§ **Entries provided**:
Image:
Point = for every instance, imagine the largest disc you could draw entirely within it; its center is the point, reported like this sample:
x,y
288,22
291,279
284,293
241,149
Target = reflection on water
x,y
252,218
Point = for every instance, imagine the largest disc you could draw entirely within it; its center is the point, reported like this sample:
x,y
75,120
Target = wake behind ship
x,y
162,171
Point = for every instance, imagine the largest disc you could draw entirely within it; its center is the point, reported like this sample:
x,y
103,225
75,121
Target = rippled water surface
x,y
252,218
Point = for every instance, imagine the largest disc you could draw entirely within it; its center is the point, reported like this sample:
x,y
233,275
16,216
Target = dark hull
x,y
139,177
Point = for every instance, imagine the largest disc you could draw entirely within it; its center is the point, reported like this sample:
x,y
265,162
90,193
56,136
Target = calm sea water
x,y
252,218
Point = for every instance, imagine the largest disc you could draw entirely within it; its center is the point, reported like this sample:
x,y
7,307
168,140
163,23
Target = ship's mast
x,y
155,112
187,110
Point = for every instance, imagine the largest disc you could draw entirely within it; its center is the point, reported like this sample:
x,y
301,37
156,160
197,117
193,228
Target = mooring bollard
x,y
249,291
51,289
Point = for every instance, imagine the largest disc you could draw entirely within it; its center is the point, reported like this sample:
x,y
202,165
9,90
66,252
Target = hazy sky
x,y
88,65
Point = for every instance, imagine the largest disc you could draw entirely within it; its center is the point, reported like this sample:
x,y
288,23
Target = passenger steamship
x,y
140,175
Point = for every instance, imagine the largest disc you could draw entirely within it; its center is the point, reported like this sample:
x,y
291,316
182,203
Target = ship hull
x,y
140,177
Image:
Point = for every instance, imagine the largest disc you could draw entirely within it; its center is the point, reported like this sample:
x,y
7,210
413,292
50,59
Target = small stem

§ **Exercise details**: Word for word, write out every entry shown above.

§ **Response**:
Image:
Point = for every instance, imagine the largest disc you could draw entirely within it; its center is the point, reported like this sample:
x,y
288,22
291,279
284,293
241,149
Target = reflection on water
x,y
252,218
Point = for every instance, imagine the largest disc you could draw entirely within it; its center is the point, reported like this sample:
x,y
75,120
Target = wake behind ship
x,y
162,171
Point = for every instance, imagine the largest disc you could draw entirely within it; its center is the point, reported like this sample:
x,y
103,225
75,121
Target = rippled water surface
x,y
252,218
Point = for every instance, imagine the largest disc you could draw entirely within it; its center is the point, reported like this sample:
x,y
233,275
16,216
Target = dark hull
x,y
139,177
Point = for every instance, imagine the largest disc you could draw entirely within it; its center is the point, reported like this sample:
x,y
265,162
90,193
56,136
Target = calm sea water
x,y
252,218
Point = for every instance, imagine the largest disc you could draw entirely within it; its center is the point, reported like this sample:
x,y
7,307
168,140
163,23
Target = ship's mast
x,y
155,112
187,110
Point = for every instance, imagine the largest disc you could draw entirely within it; its center is the point, reported like this sample:
x,y
301,37
156,160
197,117
193,228
Target = mooring bollard
x,y
249,291
51,289
Point = for every instance, imagine the largest disc you could draw entirely within it; its center is the point, reported like this sample:
x,y
202,165
9,90
66,252
Target = hazy sky
x,y
88,65
Point = for every instance, imagine the largest disc you could draw entirely within it; its center is the point, reported like this sample:
x,y
288,23
Target = passenger steamship
x,y
140,175
Point = for every instance, imagine the largest disc you could draw entirely within it; its center is the point, reported like this sample:
x,y
291,316
182,203
Target = ship hull
x,y
140,177
Image:
Point = for every instance, imagine the largest disc you could draw entirely within it; its center is the point, reported like this sample:
x,y
7,210
413,292
50,59
Target = small stem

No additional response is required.